**Tugas Diberikan**
Tolong kutip bagian artikel tentang kunjungan ke Boston di bawah ini tanpa mengubah satu kata pun. Mulailah dari kata-kata "Ini kesempatan pertama", lalu berhenti setelah kata-kata "di kota ini.".

++++ Artikel ++++

Ini kesempatan pertama saya kembali ke tanah Amerika, setelah tahun 2009 saya meninggalkan Amerika selepas menyelesaikan study S2 saya di Hawaii, Amerika. Kunjungan beberapa minggu ini tentunya sangat berarti untuk napak tilas, pengobat kangen dan tentunya untuk belajar kembali. Kali ini saya tidak kembali ke Negeri Pelangi –sebutan untuk Hawaii- tapi ke kota pelajar Boston, di negara bagian Massachusetts. Kota ini disebut kota pelajar karena banyak sekali Universitas bagus di sini, sebut saja Harvard University, Boston University, Massachusetts Institute of Technology (MIT) dan University of Massachusetts. Termasuk beberapa waktu lalu Bupati Banyuwangi Bapak Abdullah Azwar Anas juga mendapatkan beasiswa untuk belajar di kota ini.
Ini sebenarnya bukan kunjungan pertama saya di Boston, tahun 2007 saya sempat singgah seminggu di Boston untuk mengikuti Women Islamic Conference, tepatnya di University of Massachusetts (UMass), namun kedatangan kali ini tetap istimewa, karena akan tinggal lebih lama dari kedatangan saya yang pertama, juga dikarenakan kali ini saya datang untuk mengikuti Sandwich Program di Boston University (BU). Program ini merupakan rangkaian penyelesaian Disertasi S3 saya di ICRS (Indonesian Consortium for Religious Studies) di UGM, Yogyakarta, yang biaya program ini ditanggung oleh lembaga dari Amerika yakni Luce Foundation.
Tiga hari setelah kedatangan saya di Boston, kemarin hari Sabtu tanggal 14 September 2013, untuk pertama kali diselenggarakan New England Indonesia Festival di Boston. Festival ini merupakan gawenya teman-teman Permias (Perhimpunan Mahasiswa Indonesia di Amerika Serikat) chapter Massachusetts. Kegiatan ini lingkupnya bukan hanya di negara bagian Massachusetts saja, tapi meliputi New England yang terdiri dari negara bagian Maine, New Hampshire, Vermont, Massachusetts, Rhode Island dan Connecticut. Enam negara bagian ini disebut New England karena pada awal pendudukan English, mereka tinggal di daerah-daerah ini.
Festival yang melibatkan mahasiswa dari berbagai negara bagian ini berlangsung sangat meriah. Puluhan stand makanan, kerajinan Indonesia, bahkan stand kedutaan dipenuhi pengunjung yang bukan hanya orang Indonesia. Acara yang berlangsung mulai jam 11 hingga jam 18.00 menampilkan banyak kesenian Indonesia. House of Angklung diboyong dari Washington DC untuk tampil. Group Angklung yang terdiri dari Ibu-ibu ini mampu membuat penonton yang sebagian besar warga Indonesia bergoyang. Ketika lagu Jawa Timuran Rek Ayo Rek dimainkan, penonton langsung berdiri dan bergoyang di depan panggung besar yang menjadi sentral acara.

++++ Informasi yang Diberikan ++++

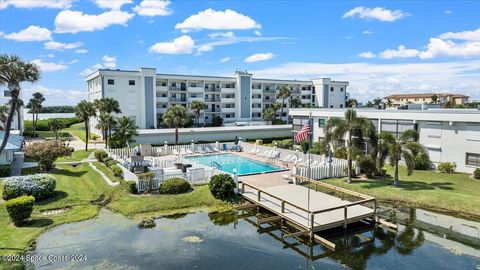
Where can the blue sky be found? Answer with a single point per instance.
(379, 47)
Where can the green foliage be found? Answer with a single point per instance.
(422, 161)
(174, 186)
(116, 171)
(217, 121)
(476, 173)
(5, 170)
(446, 167)
(100, 155)
(367, 165)
(38, 185)
(20, 209)
(46, 153)
(222, 186)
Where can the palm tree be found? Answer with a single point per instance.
(35, 105)
(283, 93)
(197, 107)
(85, 110)
(176, 116)
(55, 126)
(405, 145)
(337, 129)
(125, 129)
(295, 102)
(14, 71)
(268, 115)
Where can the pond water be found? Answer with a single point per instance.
(230, 241)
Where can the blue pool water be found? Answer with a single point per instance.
(228, 162)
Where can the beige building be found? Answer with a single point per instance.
(442, 98)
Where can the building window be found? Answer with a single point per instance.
(472, 159)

++++

**Jawaban Tertulis**
Ini kesempatan pertama saya kembali ke tanah Amerika, setelah tahun 2009 saya meninggalkan Amerika selepas menyelesaikan study S2 saya di Hawaii, Amerika. Kunjungan beberapa minggu ini tentunya sangat berarti untuk napak tilas, pengobat kangen dan tentunya untuk belajar kembali. Kali ini saya tidak kembali ke Negeri Pelangi –sebutan untuk Hawaii- tapi ke kota pelajar Boston, di negara bagian Massachusetts. Kota ini disebut kota pelajar karena banyak sekali Universitas bagus di sini, sebut saja Harvard University, Boston University, Massachusetts Institute of Technology (MIT) dan University of Massachusetts. Termasuk beberapa waktu lalu Bupati Banyuwangi Bapak Abdullah Azwar Anas juga mendapatkan beasiswa untuk belajar di kota ini.